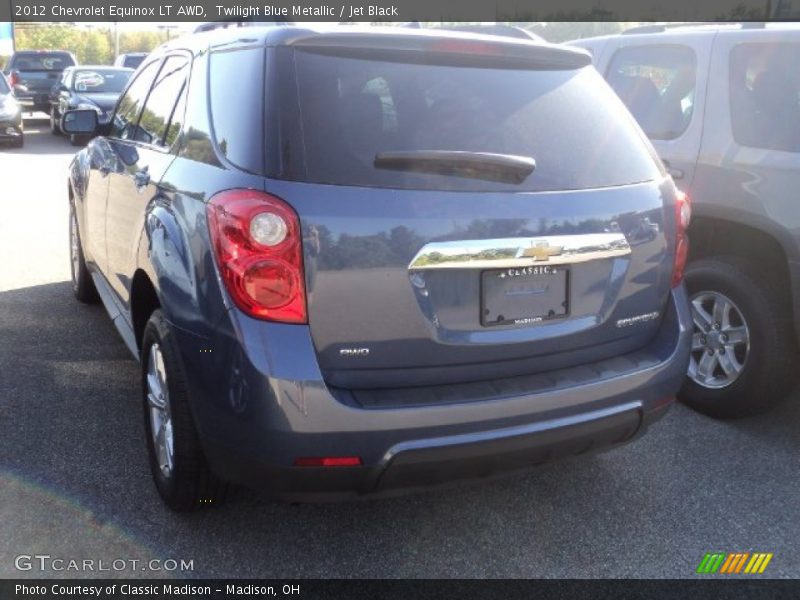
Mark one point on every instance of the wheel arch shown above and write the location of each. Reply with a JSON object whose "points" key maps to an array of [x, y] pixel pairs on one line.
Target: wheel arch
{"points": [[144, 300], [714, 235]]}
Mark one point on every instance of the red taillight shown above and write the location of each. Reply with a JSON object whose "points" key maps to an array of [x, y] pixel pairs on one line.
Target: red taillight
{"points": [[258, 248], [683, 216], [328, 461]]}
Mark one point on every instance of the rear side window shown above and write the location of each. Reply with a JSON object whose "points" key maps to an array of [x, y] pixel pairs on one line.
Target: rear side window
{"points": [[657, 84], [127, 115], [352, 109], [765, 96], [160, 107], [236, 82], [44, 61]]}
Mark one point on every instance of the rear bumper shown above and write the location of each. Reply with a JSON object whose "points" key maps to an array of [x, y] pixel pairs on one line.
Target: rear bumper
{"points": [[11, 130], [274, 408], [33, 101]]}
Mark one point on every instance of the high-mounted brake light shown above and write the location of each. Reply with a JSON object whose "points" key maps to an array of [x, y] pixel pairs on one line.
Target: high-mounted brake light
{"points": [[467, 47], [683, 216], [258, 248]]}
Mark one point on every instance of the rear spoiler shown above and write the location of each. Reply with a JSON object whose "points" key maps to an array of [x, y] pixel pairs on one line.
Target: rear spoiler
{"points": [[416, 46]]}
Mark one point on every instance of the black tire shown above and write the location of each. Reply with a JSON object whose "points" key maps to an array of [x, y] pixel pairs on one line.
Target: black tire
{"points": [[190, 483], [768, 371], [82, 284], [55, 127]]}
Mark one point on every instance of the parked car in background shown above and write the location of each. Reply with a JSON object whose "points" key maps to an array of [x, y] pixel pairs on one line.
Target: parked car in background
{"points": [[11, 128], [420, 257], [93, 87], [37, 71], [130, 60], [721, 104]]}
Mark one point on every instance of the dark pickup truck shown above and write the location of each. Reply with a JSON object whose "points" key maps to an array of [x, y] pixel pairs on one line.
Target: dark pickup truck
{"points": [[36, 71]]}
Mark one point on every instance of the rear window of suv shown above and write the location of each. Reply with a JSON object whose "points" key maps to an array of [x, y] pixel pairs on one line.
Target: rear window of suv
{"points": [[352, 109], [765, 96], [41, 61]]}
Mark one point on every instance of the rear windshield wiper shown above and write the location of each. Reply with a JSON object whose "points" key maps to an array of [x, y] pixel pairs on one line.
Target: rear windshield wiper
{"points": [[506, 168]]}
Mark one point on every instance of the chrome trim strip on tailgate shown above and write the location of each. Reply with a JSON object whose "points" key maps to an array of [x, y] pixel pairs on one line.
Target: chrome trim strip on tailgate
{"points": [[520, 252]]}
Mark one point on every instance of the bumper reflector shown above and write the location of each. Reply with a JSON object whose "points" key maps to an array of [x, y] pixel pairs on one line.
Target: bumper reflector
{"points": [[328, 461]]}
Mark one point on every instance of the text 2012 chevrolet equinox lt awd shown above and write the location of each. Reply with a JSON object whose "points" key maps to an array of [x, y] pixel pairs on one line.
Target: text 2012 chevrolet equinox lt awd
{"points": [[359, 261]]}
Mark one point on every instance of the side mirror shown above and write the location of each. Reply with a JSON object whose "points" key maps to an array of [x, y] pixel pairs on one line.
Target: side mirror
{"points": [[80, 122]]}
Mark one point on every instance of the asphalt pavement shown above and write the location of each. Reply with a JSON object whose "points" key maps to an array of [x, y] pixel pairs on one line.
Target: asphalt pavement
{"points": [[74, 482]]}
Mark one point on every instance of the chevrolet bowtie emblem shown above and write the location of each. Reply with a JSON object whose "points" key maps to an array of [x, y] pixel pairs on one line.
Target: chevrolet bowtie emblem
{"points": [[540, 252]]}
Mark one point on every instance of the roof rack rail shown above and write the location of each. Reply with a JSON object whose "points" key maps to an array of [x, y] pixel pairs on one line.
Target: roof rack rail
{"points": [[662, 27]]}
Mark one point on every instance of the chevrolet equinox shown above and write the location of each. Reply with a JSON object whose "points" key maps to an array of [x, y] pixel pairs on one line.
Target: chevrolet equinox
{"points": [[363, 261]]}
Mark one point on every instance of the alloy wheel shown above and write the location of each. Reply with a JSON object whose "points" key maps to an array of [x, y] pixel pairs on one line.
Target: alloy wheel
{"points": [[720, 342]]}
--
▸ **EXERCISE AIM**: Reproduce the material above in full and without alteration, but skip all pictures.

▸ **TASK RESULT**:
Mark one point on every instance of the wheel arch shown above and write the location of each. Reply with a JSON object whose "points" key maps to an array of [x, y] pixel pairs on one line.
Target: wheel arch
{"points": [[144, 300], [714, 235]]}
Mark one point on every instance of the red taillight shown above and write the location of each. Reply with a JSON object whose "points" key maps to an array of [x, y] pixel pairs on one line.
Target: red taillight
{"points": [[258, 248], [683, 216], [328, 461]]}
Mark one point on every instance of the rear side window shown above and write the location of each. Reply with a JSON object whose "points" key maps to an array of [x, y] pixel pairs on one line.
Target: rear side window
{"points": [[657, 84], [127, 115], [352, 109], [765, 96], [160, 107], [236, 82], [44, 61]]}
Mark one point on every instance of the rear bumper shown above and write the location of each. Reply with a JSON object whose "points" key maps to an array of [x, y] pixel pairs on one line.
Target: rear bumper
{"points": [[11, 130], [274, 408], [33, 101]]}
Mark one point on every instance of the high-mounted brake light shown above and write the location of each. Reply with a JSON object whose "points" key maps to an array of [x, y] pixel pairs on one line.
Target: high-mounted brake light
{"points": [[467, 47], [683, 216], [258, 248]]}
Mark one point on every instance of the rear spoiler shown above and write the location of each. Reply with a JSON object whose "points" key maps to an array of [x, y] pixel pairs on one line.
Target: rear spoiler
{"points": [[416, 46]]}
Mark one point on every instance of the black tire shown above and write the location of each. Reply with a JSON object whose "points" key maps to an array of [x, y] pixel pairs on one line.
Target: black tire
{"points": [[190, 483], [768, 371], [82, 284], [55, 127]]}
Mark one point on every instance of the parked car in background shown above and write the location of each. Reply with a JSON object whose "points" key maps to an array of [x, y] pixel pairs on one line.
Target: parked car in background
{"points": [[11, 128], [420, 257], [93, 87], [37, 71], [130, 60], [721, 104]]}
Mark one point on every instance of the dark pickup truck shown above and write the location of each. Reply with a JSON object whose "points" key maps to an array of [x, y] pixel pairs on one line.
Target: dark pickup truck
{"points": [[36, 71]]}
Mark one point on every instance of the rear window of suv shown above and write the location of each. Reply with a JSON object whose "points" key maps to an array of [x, y] pixel pairs on one line.
Target: rear window of suv
{"points": [[352, 109], [765, 96], [41, 61]]}
Mark one point on every instance of the rear windshield wiper shown above and write the location of each. Reply with a JSON object whose "points" key maps to an array of [x, y] pixel pairs on one line.
Target: rear windshield wiper
{"points": [[506, 168]]}
Mark one point on every instance of the chrome trim strip on tailgate shown above and write the location of each. Reply with a JSON object whose "points" key maps to an array of [x, y] pixel pairs on one line.
Target: chrome trim strip on tailgate
{"points": [[520, 252]]}
Mark one point on every instance of the bumper reflector shown above and write the location of each. Reply with a JSON object whose "points" key maps to an array of [x, y] pixel pairs on one line.
Target: bumper reflector
{"points": [[328, 461]]}
Mark one point on every instance of the text 2012 chevrolet equinox lt awd shown above and write the location of each. Reply with a JSON object whose "points" key maps to an array of [x, y] pixel pairs on one line.
Target: text 2012 chevrolet equinox lt awd
{"points": [[359, 261]]}
Mark one point on every instance of the side mirror shown above and write the location of each. Reply with a JSON object whose "points" key maps to an array of [x, y] pixel pairs on one line.
Target: side mirror
{"points": [[80, 122]]}
Mark one point on every instance of the asphalt pavement shown above and write the location of each. Reply with a JSON object whose "points" key maps to an array of [x, y] pixel pairs on one line.
Target: asphalt pavement
{"points": [[74, 482]]}
Mark one point on every instance of the chevrolet bowtie emblem shown above and write the location of each. Reply with a JSON object whose "points" key maps to an array of [x, y] pixel pairs on one line.
Target: chevrolet bowtie emblem
{"points": [[540, 252]]}
Mark one point on every instance of the roof rack rail shown above and write the location of each. Reply with a JSON object whose "points" key maps to an array of [x, y] pixel pairs on one line.
Target: roof rack rail
{"points": [[662, 27]]}
Mark one point on every instance of the chevrolet equinox shown above and write the location of each. Reply with a JSON object whose "points" key maps to an array of [x, y] pixel pairs on one line.
Target: chevrolet equinox
{"points": [[363, 261]]}
Mark one point on every instance of the alloy wheel shown above and write the location of each. Reply with a JSON object whose "points" key maps to an array of [x, y] pixel pairs on one line.
Target: alloy wheel
{"points": [[720, 342]]}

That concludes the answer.